● Set problem: Scale the rows below by rewriting every line, requests included, with each bounding box coordinate in the answers multiplied by 2.3 and rounded to the nearest whole number, halves rounded up. Leave the numbers in the requests and in their sample formats unchanged.

● Material provided:
════

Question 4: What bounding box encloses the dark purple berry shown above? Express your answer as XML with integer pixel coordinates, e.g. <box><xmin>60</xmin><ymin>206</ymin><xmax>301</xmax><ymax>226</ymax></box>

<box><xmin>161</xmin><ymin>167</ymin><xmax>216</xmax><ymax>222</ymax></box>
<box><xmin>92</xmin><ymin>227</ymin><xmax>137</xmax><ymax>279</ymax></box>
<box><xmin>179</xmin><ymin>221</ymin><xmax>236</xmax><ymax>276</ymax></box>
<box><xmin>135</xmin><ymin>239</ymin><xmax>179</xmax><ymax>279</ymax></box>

════

● Response for this exercise:
Question 4: What bounding box encloses the dark purple berry shown above? Express your answer as XML with integer pixel coordinates, e.g. <box><xmin>60</xmin><ymin>206</ymin><xmax>301</xmax><ymax>226</ymax></box>

<box><xmin>370</xmin><ymin>384</ymin><xmax>497</xmax><ymax>511</ymax></box>
<box><xmin>212</xmin><ymin>522</ymin><xmax>315</xmax><ymax>642</ymax></box>
<box><xmin>412</xmin><ymin>508</ymin><xmax>543</xmax><ymax>635</ymax></box>
<box><xmin>311</xmin><ymin>550</ymin><xmax>412</xmax><ymax>642</ymax></box>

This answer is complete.